Tâche assignée a:
Indiquez si chacune des affirmations suivantes concorde avec l'extrait sur le salaire minimum aux États-Unis en répondant par oui ou par non, puis citez mot pour mot les mots de l'extrait qui tranchent. (i) Les villes et les comtés peuvent fixer un salaire minimum inférieur à celui de l'État où ils se trouvent. (ii) Chacun des 50 États peut décider de son propre salaire minimum. (iii) La multiplication des salaires minimums aide à estimer les effets réels d'une hausse du salaire minimum.

Extrait du document:
+ + +

Les effets d’une hausse locale du salaire minimum sur l’emploi et les prix
Le partage des compétences en matière de législation sur le travail aux États-Unis est pour nous à tout le moins étonnant. Par exemple, ce pays n’a pas seulement un salaire minimum national, mais d’autres décidés par chacun de ses 50 états (qui ne peuvent pas être inférieurs au salaire minimum national) et même par les villes et les comtés (qui ne peuvent être inférieurs à ceux des états où ils se trouvent). Si cette multiplication des salaires minimums est confondante, elle est très utile quand on veut estimer les effets réels (et non théoriques) d’une hausse du salaire minimum.

+ + +

Tâche assignée b:
Recopiez à l'identique les lignes des données, en commençant au début des données et en terminant par la ligne qui contient « negative clicks: (450, 344) ».

+ + +

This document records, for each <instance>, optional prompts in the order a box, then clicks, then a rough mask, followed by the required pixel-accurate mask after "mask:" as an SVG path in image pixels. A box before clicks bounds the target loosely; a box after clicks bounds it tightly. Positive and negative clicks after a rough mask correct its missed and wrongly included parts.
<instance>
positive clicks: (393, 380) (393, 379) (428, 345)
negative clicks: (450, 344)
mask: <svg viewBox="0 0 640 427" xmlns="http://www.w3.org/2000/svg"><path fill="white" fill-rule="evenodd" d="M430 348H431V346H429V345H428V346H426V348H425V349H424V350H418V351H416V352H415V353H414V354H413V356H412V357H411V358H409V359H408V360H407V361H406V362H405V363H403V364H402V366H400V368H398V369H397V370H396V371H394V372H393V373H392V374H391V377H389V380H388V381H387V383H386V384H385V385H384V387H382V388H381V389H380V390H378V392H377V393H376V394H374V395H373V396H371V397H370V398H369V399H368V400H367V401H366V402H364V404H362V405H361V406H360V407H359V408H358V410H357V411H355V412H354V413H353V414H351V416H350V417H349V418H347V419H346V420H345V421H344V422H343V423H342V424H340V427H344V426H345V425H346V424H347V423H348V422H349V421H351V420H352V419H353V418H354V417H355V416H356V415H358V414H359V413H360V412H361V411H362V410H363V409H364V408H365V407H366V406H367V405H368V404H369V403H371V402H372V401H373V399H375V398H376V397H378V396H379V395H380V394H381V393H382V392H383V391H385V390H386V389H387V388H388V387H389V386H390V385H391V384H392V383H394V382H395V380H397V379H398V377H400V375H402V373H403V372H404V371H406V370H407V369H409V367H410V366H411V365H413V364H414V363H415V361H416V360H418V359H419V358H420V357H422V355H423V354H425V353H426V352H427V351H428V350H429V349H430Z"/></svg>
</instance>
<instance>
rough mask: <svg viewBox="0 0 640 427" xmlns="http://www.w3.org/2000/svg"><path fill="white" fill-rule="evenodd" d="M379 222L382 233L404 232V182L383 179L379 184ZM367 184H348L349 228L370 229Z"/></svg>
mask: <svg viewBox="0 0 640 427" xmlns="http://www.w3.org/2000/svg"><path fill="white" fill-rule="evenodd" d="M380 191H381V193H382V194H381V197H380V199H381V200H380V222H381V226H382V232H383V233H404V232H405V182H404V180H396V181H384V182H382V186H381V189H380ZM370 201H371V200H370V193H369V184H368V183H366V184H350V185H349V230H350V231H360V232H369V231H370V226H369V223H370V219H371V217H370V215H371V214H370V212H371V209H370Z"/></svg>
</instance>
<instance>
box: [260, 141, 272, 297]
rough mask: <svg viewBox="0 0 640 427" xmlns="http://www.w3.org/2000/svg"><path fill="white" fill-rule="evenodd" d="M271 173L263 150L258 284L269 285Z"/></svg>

+ + +

Zone de réponse a:
(i) Non : « qui ne peuvent être inférieurs à ceux des états où ils se trouvent ».
(ii) Oui : « d’autres décidés par chacun de ses 50 états ».
(iii) Oui : « elle est très utile quand on veut estimer les effets réels (et non théoriques) d’une hausse du salaire minimum ».

Zone de réponse b:
This document records, for each <instance>, optional prompts in the order a box, then clicks, then a rough mask, followed by the required pixel-accurate mask after "mask:" as an SVG path in image pixels. A box before clicks bounds the target loosely; a box after clicks bounds it tightly. Positive and negative clicks after a rough mask correct its missed and wrongly included parts.
<instance>
positive clicks: (393, 380) (393, 379) (428, 345)
negative clicks: (450, 344)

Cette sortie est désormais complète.